• _Directions for this task_:
All of the entries must be output exactly as they are.

** Dataset records follows **

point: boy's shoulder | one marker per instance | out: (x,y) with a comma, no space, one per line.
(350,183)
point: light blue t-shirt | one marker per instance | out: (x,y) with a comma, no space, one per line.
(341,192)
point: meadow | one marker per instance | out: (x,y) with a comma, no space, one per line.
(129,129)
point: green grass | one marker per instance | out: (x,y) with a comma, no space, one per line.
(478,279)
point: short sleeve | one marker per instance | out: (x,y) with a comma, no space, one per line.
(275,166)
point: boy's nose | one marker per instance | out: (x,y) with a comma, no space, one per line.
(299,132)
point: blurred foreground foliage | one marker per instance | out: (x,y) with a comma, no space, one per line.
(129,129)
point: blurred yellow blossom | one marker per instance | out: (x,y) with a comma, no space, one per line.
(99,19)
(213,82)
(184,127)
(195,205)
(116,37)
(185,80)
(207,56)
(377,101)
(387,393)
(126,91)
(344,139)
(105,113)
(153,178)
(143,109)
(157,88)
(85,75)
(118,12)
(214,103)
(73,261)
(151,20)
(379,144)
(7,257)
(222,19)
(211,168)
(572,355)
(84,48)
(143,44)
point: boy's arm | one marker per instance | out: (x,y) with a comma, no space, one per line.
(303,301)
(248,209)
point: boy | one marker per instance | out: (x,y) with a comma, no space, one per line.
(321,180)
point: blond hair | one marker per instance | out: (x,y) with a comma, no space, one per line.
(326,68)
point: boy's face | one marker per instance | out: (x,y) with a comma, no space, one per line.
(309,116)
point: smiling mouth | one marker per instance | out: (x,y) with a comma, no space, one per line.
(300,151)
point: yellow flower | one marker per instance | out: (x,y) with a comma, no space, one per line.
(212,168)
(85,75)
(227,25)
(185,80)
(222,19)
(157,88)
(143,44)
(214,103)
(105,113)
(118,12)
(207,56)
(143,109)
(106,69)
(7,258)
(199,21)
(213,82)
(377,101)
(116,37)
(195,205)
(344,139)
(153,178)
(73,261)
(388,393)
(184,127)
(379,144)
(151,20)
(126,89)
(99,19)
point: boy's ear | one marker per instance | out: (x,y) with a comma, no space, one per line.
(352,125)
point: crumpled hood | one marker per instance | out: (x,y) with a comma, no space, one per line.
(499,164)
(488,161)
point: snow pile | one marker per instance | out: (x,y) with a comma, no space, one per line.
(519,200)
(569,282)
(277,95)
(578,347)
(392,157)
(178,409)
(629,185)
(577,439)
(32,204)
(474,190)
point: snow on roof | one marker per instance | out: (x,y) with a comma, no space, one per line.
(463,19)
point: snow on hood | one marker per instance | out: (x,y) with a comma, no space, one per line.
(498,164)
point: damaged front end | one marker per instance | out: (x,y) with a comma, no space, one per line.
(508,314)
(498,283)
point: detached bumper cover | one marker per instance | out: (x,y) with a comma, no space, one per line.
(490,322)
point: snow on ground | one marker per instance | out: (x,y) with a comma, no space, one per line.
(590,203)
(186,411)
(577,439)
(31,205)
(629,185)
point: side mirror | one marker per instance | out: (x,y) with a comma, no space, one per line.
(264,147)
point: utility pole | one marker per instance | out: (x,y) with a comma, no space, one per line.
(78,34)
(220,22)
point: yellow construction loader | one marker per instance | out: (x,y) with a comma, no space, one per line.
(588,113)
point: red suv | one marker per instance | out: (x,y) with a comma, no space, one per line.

** End of Dataset records **

• _Solution_:
point: boy's shoulder | one marker per instance | out: (x,y) with a comma, no space, one per line.
(350,183)
point: light blue t-shirt | one marker per instance | out: (x,y) with a comma, no space, one per line.
(341,192)
point: meadow | one marker per instance | out: (x,y) with a comma, no space, one per line.
(129,129)
point: green grass | one marker per instance | out: (x,y) with a comma, no space, one per line.
(478,279)
point: short sleeve | one marker per instance | out: (x,y) with a comma, no space, one per line.
(275,166)
point: boy's nose | one marker per instance | out: (x,y) with a comma, no space, one per line.
(299,132)
point: blurred foreground foliage | one marker per instance | out: (x,y) with a comma, no space, one per line.
(129,129)
point: blurred yellow blossom | one marker per instance | out: (x,y) with a comma, no space, one per line.
(99,19)
(213,82)
(184,127)
(195,205)
(116,37)
(185,80)
(207,56)
(377,101)
(387,393)
(126,91)
(344,139)
(105,113)
(153,178)
(143,109)
(157,88)
(85,75)
(118,12)
(214,103)
(73,261)
(151,20)
(379,144)
(7,257)
(222,19)
(211,168)
(572,355)
(84,48)
(143,44)
point: boy's arm | one marker per instance | out: (x,y) with a comma, no space, one per line.
(303,301)
(248,209)
point: boy | one marker per instance | out: (x,y) with a comma, no space, one per line.
(321,180)
point: blond hair | one marker per instance | out: (x,y) with a comma, no space, one per line.
(326,68)
point: boy's face | one marker per instance | out: (x,y) with a comma, no space, one per line.
(309,116)
point: smiling mouth | one marker per instance | out: (x,y) with a comma, no space, one per line.
(300,151)
point: yellow flower | one marker per instance | out: (x,y) with a comma, no space, one per line.
(212,168)
(85,75)
(227,25)
(185,80)
(222,19)
(157,88)
(143,44)
(214,103)
(105,113)
(118,12)
(207,56)
(143,109)
(106,69)
(7,258)
(199,21)
(213,82)
(377,101)
(116,37)
(195,205)
(344,139)
(153,178)
(73,261)
(388,393)
(184,127)
(379,144)
(151,20)
(126,89)
(99,19)
point: boy's ear | one marker per instance | out: (x,y) with a comma, no space, one per line.
(352,125)
point: crumpled hood | one marker per instance | out: (x,y) with a comma, no space, one per line.
(499,164)
(488,161)
point: snow pile | one marker per instance | out: (x,y) with a comma, no space, one per line.
(519,200)
(569,282)
(277,95)
(578,347)
(392,157)
(178,409)
(629,185)
(577,439)
(32,204)
(474,190)
point: snow on roof | one marker per instance | out: (x,y) with a comma, no space, one per line.
(463,19)
point: snow on hood | one marker per instance | out: (x,y) with a comma, no space, one per line.
(498,164)
point: damaged front end | one marker per instance | out: (x,y) with a comma, no space, one per line.
(508,314)
(498,283)
point: detached bumper cover | one marker per instance | out: (x,y) with a comma, no space, one per line.
(490,322)
point: snow on ground | one marker per instance | out: (x,y) with a comma, no space, one per line.
(590,203)
(186,411)
(577,439)
(31,205)
(629,185)
point: side mirror | one marker per instance | out: (x,y) with a comma, no space, one per line.
(264,147)
point: utility pole | one marker per instance | out: (x,y) with a comma, no space, one per line.
(78,34)
(220,22)
point: yellow construction loader | one marker per instance | out: (x,y) with a comma, no space, one per line.
(588,113)
point: red suv | one marker per instance | out: (x,y) with a comma, no space, one per line.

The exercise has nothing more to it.